* _What to do_: Give the material once more, word for word, without any images.

## begin Information shown

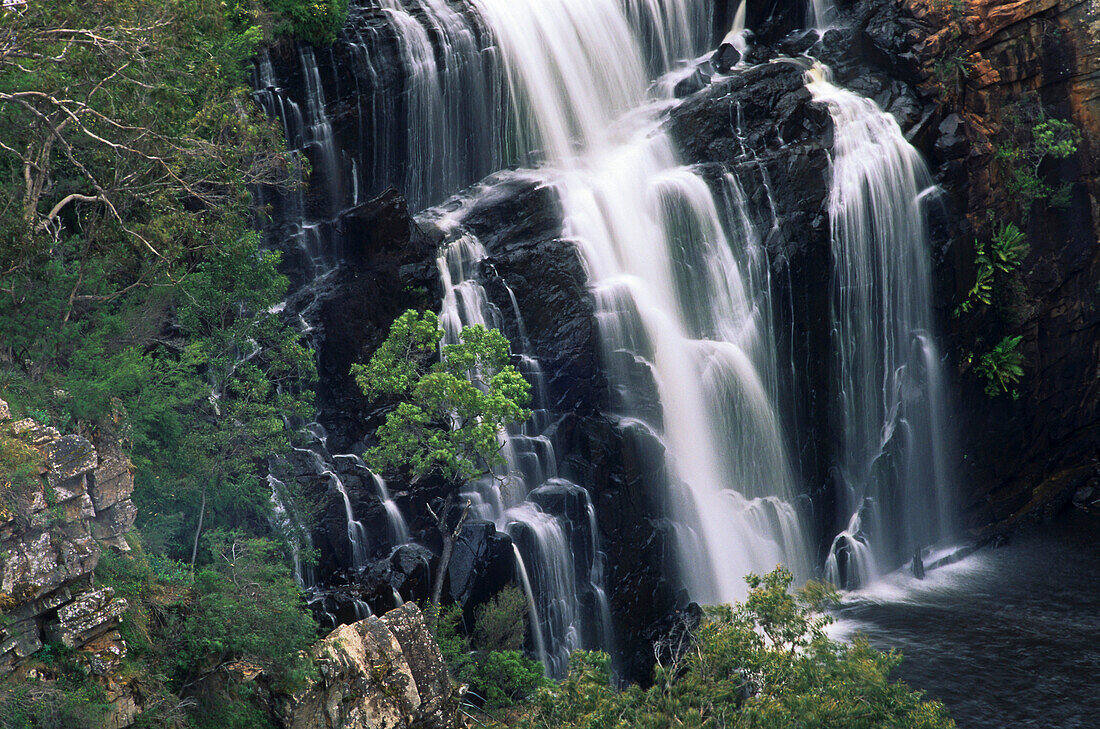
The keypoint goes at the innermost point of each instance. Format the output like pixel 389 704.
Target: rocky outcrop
pixel 378 672
pixel 1025 457
pixel 68 503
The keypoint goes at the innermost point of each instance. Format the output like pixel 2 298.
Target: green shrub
pixel 762 664
pixel 40 705
pixel 1002 367
pixel 501 623
pixel 316 21
pixel 1032 137
pixel 492 663
pixel 450 411
pixel 245 606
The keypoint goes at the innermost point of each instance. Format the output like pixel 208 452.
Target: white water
pixel 678 274
pixel 675 298
pixel 551 552
pixel 895 488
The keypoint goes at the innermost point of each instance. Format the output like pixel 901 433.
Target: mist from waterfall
pixel 893 464
pixel 681 293
pixel 578 91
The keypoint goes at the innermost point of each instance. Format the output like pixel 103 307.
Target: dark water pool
pixel 1008 638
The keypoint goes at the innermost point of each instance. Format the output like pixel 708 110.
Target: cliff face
pixel 1026 457
pixel 73 503
pixel 378 672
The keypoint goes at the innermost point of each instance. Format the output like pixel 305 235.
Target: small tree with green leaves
pixel 1002 367
pixel 1036 139
pixel 762 664
pixel 452 405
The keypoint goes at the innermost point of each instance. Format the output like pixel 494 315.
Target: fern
pixel 1002 367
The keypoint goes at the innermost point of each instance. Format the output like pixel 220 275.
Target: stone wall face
pixel 53 530
pixel 1024 459
pixel 378 672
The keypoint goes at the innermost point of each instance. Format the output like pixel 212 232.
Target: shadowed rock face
pixel 1025 457
pixel 760 125
pixel 53 529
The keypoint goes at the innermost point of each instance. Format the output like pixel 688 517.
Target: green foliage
pixel 134 295
pixel 1008 247
pixel 41 705
pixel 450 412
pixel 501 623
pixel 1032 139
pixel 245 606
pixel 1005 252
pixel 317 21
pixel 1002 367
pixel 763 664
pixel 492 663
pixel 19 465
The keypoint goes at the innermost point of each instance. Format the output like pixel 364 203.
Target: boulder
pixel 482 563
pixel 378 672
pixel 51 540
pixel 725 58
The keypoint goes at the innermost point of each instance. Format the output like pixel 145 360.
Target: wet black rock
pixel 696 81
pixel 798 43
pixel 725 58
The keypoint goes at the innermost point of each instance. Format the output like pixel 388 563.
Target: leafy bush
pixel 762 664
pixel 317 21
pixel 449 413
pixel 48 706
pixel 492 662
pixel 501 623
pixel 1002 367
pixel 245 606
pixel 1034 137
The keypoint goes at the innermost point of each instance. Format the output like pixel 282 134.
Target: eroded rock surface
pixel 378 672
pixel 54 526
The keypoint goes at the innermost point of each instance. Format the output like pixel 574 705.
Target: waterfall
pixel 894 485
pixel 442 95
pixel 675 299
pixel 525 498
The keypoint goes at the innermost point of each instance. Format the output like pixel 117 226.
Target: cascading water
pixel 893 462
pixel 448 92
pixel 675 305
pixel 557 562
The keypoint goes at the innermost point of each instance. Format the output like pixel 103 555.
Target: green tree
pixel 451 408
pixel 762 664
pixel 491 661
pixel 245 606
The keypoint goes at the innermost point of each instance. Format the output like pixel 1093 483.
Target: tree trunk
pixel 444 559
pixel 198 530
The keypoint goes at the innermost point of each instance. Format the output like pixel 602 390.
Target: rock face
pixel 378 672
pixel 760 125
pixel 53 529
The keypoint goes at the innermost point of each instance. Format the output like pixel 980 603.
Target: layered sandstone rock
pixel 55 522
pixel 380 672
pixel 1024 457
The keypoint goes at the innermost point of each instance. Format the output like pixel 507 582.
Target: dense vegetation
pixel 135 298
pixel 762 664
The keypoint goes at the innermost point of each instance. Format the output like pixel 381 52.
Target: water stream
pixel 576 90
pixel 1005 638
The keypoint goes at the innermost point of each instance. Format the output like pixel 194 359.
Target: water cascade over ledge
pixel 893 465
pixel 679 271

## end Information shown

* _Exercise output_:
The keypoint goes at the innermost point of each instance. Format the output like pixel 389 704.
Target: rocky outcrop
pixel 378 672
pixel 1025 457
pixel 68 503
The keypoint goes at the innermost point of each instance. Format the output like pixel 2 298.
Target: green shrub
pixel 762 664
pixel 40 705
pixel 1002 367
pixel 501 623
pixel 316 21
pixel 1032 137
pixel 492 663
pixel 450 411
pixel 245 606
The keypoint goes at the innermost point of each instance. Format the output like pixel 208 452.
Target: white water
pixel 678 274
pixel 675 298
pixel 551 552
pixel 895 488
The keypoint goes at the innermost point of each instance. Format the output like pixel 901 433.
Target: mist from waterfall
pixel 893 464
pixel 681 293
pixel 578 91
The keypoint goes at the innermost point of each instance. Format the output like pixel 103 307.
Target: dark water pool
pixel 1008 638
The keypoint goes at the innermost point of each instance. Format the output like pixel 708 110.
Target: cliff face
pixel 1026 457
pixel 73 503
pixel 378 672
The keypoint goes at the innermost point of each instance. Format the output like pixel 305 235.
Target: small tree with green leaves
pixel 1002 367
pixel 1036 139
pixel 762 664
pixel 452 405
The keypoint goes at the innermost point of each instance. Format the output like pixel 494 315.
Target: fern
pixel 1002 367
The keypoint goes at the innermost point of each instance. Format the output like pixel 220 275.
Target: stone wall face
pixel 53 530
pixel 1024 459
pixel 378 672
The keypoint goes at the innermost point of each instance. Format the output like pixel 212 232.
Target: shadowed rock face
pixel 1025 457
pixel 760 125
pixel 53 529
The keypoint goes at the innermost point of each instance. Format the output like pixel 688 517.
Target: green foliage
pixel 134 295
pixel 1008 247
pixel 41 705
pixel 450 412
pixel 501 623
pixel 1032 139
pixel 245 606
pixel 1005 252
pixel 317 21
pixel 1002 367
pixel 763 664
pixel 492 663
pixel 19 465
The keypoint goes at the innermost point of each instance. Format the output like pixel 364 203.
Target: boulder
pixel 482 563
pixel 378 672
pixel 51 540
pixel 725 58
The keypoint goes at the innermost point of each instance. Format the output like pixel 145 360.
Target: wet black rock
pixel 696 81
pixel 798 43
pixel 725 58
The keypoint goes at the innermost point of each instance. Format the output like pixel 388 563.
Target: leafy bush
pixel 762 664
pixel 317 21
pixel 449 413
pixel 48 706
pixel 492 662
pixel 501 623
pixel 1002 367
pixel 245 606
pixel 1034 137
The keypoint goes at the innermost point of each instance. Format the output like pixel 282 134.
Target: eroded rock surface
pixel 378 672
pixel 54 526
The keypoint goes at the innermost point of each instance. Format the output like pixel 574 705.
Target: waterfall
pixel 894 485
pixel 442 95
pixel 675 299
pixel 525 498
The keypoint goes at the innermost point of each instance. Format the output like pixel 117 226.
Target: cascading water
pixel 893 462
pixel 448 92
pixel 675 305
pixel 557 562
The keypoint goes at the innermost point of each instance. Format the output like pixel 103 555.
Target: green tree
pixel 451 408
pixel 762 664
pixel 491 661
pixel 245 606
The keypoint goes at the innermost point of each instance. Format the output like pixel 1093 483.
Target: tree trunk
pixel 444 559
pixel 198 530
The keypoint goes at the innermost point of each instance. Format the output like pixel 602 390.
Target: rock face
pixel 378 672
pixel 760 125
pixel 53 529
The keypoint goes at the innermost point of each instance. Format the output like pixel 980 603.
Target: layered sandstone rock
pixel 55 522
pixel 380 672
pixel 1024 457
The keypoint goes at the innermost point of each instance. Format the output like pixel 507 582.
Target: dense vegetation
pixel 135 298
pixel 762 664
The keypoint goes at the innermost point of each instance. Format the output like pixel 381 52.
Target: water stream
pixel 576 90
pixel 1005 638
The keypoint goes at the innermost point of each instance. Format the output like pixel 194 359.
Target: water cascade over ledge
pixel 893 465
pixel 679 271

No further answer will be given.